According to the abstract on HER-2 and colorectal cancer, how far from the tumor margins was the normal tissue for the control group taken?

* _Source extract_
"""

Published online Jul 28, 2015. doi: 10.3748/wjg.v21.i28.8687
Peer-review started: December 21, 2014
First decision: January 22, 2015
Revised: March 23, 2015
Accepted: April 16, 2015
Article in press: April 17, 2015
Published online: July 28, 2015
Processing time: 222 Days and 20.6 Hours
AIM: To investigate the correlation between human epidermal growth factor receptor (HER-2) protein expression and colorectal cancer (CRC) using a case-control study and meta-analysis.
METHODS: Tumor tissue specimens from 162 CRC patients were selected for the case group. Fifty cases were randomly selected, and normal CRC tissue at least 10 cm away from the tumor margins of these cases was used to generate the control group. The expression of the HER-2 protein in the 162 CRC tissue samples and the 50 adjacent normal mucosa tissue samples was detected via immunohistochemistry. The experimental data were analyzed using SPSS 18.0 software, and R software version 3.1.0 was utilized for further verification.
RESULTS: The expression of HER-2 protein in the 162 CRC tissue samples was significantly higher than in the normal tissue specimens. The data showed that the expression of HER-2 in CRC was related to the Dukes’ stage, the depth of invasion and lymph node metastasis. The HER-2-positive patients had lower 3- and 5-year OS rates than the HER-2-negative patients, but there was no significant difference. However, there was a statistically significant difference in the 3- and 5-year disease-free survival (DFS) rates of HER-2-positive and HER-2-negative patients. The results of the meta-analysis showed that the expression of HER-2 in CRC patients was statistically significantly increased over that of healthy people. The 3-year DFS rate in HER-2-positive patients was markedly lower than that in HER-2-negative patients.

"""

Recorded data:
"""

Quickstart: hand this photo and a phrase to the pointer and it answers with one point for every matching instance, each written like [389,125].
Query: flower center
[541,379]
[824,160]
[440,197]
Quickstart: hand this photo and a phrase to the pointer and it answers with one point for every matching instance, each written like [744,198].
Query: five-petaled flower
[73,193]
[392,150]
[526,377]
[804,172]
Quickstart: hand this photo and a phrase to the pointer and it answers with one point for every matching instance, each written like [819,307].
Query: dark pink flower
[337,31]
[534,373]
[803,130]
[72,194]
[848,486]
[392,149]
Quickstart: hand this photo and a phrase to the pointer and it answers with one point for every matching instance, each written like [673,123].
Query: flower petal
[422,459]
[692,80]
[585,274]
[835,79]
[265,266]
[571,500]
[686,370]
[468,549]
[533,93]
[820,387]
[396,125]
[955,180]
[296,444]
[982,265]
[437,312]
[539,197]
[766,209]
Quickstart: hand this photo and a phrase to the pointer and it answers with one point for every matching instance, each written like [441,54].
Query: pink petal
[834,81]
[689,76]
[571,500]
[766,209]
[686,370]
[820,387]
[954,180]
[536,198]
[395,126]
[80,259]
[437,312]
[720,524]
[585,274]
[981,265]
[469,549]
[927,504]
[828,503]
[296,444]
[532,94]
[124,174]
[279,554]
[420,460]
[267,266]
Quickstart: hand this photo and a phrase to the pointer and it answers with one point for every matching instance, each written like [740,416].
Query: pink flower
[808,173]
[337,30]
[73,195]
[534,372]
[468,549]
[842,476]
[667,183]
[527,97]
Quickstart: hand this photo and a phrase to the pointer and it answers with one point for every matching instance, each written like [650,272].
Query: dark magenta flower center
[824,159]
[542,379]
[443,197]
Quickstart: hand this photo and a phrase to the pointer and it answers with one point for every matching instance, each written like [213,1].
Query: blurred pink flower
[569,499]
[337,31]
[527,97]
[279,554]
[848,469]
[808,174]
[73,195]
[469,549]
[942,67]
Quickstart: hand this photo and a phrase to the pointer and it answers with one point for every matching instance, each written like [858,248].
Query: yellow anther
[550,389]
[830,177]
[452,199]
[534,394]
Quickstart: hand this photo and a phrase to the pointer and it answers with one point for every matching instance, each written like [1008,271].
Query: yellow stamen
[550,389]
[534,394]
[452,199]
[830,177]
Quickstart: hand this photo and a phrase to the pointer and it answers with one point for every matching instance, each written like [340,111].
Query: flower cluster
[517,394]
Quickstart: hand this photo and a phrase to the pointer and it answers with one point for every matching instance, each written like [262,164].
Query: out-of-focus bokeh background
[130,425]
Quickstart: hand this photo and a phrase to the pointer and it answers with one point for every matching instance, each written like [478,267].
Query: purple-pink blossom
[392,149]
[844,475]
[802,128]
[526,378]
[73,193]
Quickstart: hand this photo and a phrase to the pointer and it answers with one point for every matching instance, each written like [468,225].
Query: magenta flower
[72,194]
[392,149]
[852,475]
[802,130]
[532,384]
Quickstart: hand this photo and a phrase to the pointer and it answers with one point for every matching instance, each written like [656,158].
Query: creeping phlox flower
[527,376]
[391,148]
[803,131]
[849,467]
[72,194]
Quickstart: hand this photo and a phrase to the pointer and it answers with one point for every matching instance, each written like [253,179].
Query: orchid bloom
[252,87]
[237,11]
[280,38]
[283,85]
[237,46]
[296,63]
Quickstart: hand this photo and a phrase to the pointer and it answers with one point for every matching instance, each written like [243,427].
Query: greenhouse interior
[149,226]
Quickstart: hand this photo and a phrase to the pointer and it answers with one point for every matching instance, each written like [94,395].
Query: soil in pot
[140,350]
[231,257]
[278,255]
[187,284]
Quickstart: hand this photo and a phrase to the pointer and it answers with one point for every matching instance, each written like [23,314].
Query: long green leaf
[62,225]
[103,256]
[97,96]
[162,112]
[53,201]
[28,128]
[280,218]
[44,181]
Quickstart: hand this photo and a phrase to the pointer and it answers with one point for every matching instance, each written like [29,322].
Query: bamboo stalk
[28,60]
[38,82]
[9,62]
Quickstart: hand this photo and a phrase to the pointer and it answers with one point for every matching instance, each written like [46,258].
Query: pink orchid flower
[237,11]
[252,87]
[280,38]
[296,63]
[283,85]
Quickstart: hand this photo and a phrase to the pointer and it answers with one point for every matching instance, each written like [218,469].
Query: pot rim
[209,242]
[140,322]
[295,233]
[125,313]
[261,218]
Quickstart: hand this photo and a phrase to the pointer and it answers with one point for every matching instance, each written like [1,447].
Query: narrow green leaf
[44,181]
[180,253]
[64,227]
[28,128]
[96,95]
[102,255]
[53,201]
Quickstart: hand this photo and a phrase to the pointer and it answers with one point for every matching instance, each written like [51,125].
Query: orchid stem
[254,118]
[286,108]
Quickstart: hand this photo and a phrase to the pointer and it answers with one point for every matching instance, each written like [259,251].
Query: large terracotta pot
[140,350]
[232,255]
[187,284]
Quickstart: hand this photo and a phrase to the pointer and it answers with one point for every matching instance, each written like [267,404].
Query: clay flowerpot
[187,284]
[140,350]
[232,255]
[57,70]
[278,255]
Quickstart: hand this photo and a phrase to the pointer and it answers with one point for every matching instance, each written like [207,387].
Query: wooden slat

"""

* _Solution to the problem_
At least 10 cm away from the tumor margins.